> [Work task] What is needed is an exact copy of every record below.

> [Available records]

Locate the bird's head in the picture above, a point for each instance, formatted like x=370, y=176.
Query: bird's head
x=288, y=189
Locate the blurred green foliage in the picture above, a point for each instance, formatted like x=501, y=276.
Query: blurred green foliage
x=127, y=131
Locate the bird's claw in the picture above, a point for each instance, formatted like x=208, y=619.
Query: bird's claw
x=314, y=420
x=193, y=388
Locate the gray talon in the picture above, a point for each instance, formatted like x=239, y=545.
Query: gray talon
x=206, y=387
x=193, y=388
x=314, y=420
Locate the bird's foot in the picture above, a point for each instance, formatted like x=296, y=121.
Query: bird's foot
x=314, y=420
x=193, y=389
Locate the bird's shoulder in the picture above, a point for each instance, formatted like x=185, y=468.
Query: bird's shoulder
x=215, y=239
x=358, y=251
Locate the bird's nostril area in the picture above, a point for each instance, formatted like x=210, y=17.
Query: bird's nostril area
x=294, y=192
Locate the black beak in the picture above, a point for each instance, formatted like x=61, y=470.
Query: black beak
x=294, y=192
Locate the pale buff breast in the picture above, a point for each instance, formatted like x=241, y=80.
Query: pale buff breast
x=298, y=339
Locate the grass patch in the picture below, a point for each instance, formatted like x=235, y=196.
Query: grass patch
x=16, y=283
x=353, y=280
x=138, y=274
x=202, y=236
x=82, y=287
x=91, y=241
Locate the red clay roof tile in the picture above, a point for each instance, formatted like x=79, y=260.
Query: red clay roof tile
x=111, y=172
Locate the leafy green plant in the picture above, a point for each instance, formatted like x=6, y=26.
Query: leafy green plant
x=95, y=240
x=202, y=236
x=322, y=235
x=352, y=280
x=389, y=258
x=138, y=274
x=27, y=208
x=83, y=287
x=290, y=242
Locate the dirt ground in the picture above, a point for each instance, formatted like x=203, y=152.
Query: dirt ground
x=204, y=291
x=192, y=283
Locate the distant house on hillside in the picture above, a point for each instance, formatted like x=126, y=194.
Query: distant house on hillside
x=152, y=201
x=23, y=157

> [Answer to this problem]
Locate the bird's head in the picture above, a point for each instance, formatted like x=370, y=176.
Query: bird's head
x=288, y=189
Locate the blurred green foliage in the picture above, a point for each instance, formatted like x=501, y=276.
Query: blurred green foliage
x=127, y=131
Locate the bird's claw in the picture above, a point for each instance, formatted like x=208, y=619.
Query: bird's claw
x=314, y=420
x=193, y=388
Locate the gray talon in the picture above, a point for each instance, formatted like x=239, y=545.
Query: gray talon
x=206, y=387
x=193, y=388
x=314, y=420
Locate the bird's foot in the picture above, a point for each instance, formatted like x=296, y=121.
Query: bird's foot
x=314, y=420
x=193, y=389
Locate the bird's shoulder in the picture above, a point for each instance, formatted like x=185, y=468.
Query: bird's shoulder
x=215, y=239
x=358, y=251
Locate the bird's nostril area in the picture above, a point for each instance, formatted like x=210, y=17.
Query: bird's nostril area
x=294, y=192
Locate the black beak in the picture above, a point for each instance, formatted like x=61, y=470.
Query: black beak
x=294, y=192
Locate the pale buff breast in the picture above, a point for each instance, formatted like x=241, y=80.
Query: pale buff breast
x=298, y=339
Locate the grass patch in the picture below, a point for each instance, formatted like x=235, y=196.
Query: grass patch
x=16, y=283
x=353, y=280
x=138, y=274
x=202, y=236
x=82, y=287
x=91, y=241
Locate the red clay roof tile in the picture above, a point for each instance, formatted like x=79, y=260.
Query: red clay roof tile
x=111, y=172
Locate the leafy green plant in the picture above, a point for each instance, formatted like x=6, y=26.
Query: leafy green plant
x=95, y=240
x=202, y=236
x=322, y=235
x=352, y=280
x=389, y=258
x=138, y=274
x=27, y=208
x=83, y=287
x=290, y=242
Locate the dirt ground in the picture above, a point for each instance, formatted like x=203, y=152.
Query: dirt ground
x=204, y=291
x=192, y=283
Locate the distant house on hillside in the picture above, a point for each instance, formatted like x=126, y=194.
Query: distant house on hillside
x=152, y=201
x=23, y=157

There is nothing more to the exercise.